Your objective
Reproduce the passage below on setting up robots.txt in Hugo word for word, from start to finish.

Extract provided
══════════════════════════════

I edited the newly created robots.txt to allow other bots access to the site with the following:

User-agent: *
Disallow:

Then I built Hugo locally and checked for the new robots.txt file in the root directory at /robots.txt. After confirming that worked as expected, I committed my changes and pushed to production. But then I got to thinking…

🔄 Automatically update robots.txt

The remote robots.txt file appears to be updated regularly as new crawlers as added. Instead of having to remember to check that list and manually add new entries to my local robots.txt, I decided to take things a step further and integrate the update into Hugo’s build process.

Create Hugo template file

The first step is to create a new template file in Hugo. This file will also live in /layouts/ and we can call it index.robots.txt. In that file, we can use Hugo’s resources.GetRemote to snag the list of crawlers from the ai.robots.txt GitHub repo and assign it to a variable. Then we can extract the content and use the safeHTML filter to ensure the content is treated as safe HTML. And finally we can output the fetched content in the file itself.

══════════════════════════════

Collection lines
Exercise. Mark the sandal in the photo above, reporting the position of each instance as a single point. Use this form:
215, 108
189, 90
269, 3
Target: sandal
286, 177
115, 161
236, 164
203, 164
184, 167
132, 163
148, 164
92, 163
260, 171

══════════════════════════════

Answer box
I edited the newly created robots.txt to allow other bots access to the site with the following:

User-agent: *
Disallow:

Then I built Hugo locally and checked for the new robots.txt file in the root directory at /robots.txt. After confirming that worked as expected, I committed my changes and pushed to production. But then I got to thinking…

🔄 Automatically update robots.txt

The remote robots.txt file appears to be updated regularly as new crawlers as added. Instead of having to remember to check that list and manually add new entries to my local robots.txt, I decided to take things a step further and integrate the update into Hugo’s build process.

Create Hugo template file

The first step is to create a new template file in Hugo. This file will also live in /layouts/ and we can call it index.robots.txt. In that file, we can use Hugo’s resources.GetRemote to snag the list of crawlers from the ai.robots.txt GitHub repo and assign it to a variable. Then we can extract the content and use the safeHTML filter to ensure the content is treated as safe HTML. And finally we can output the fetched content in the file itself.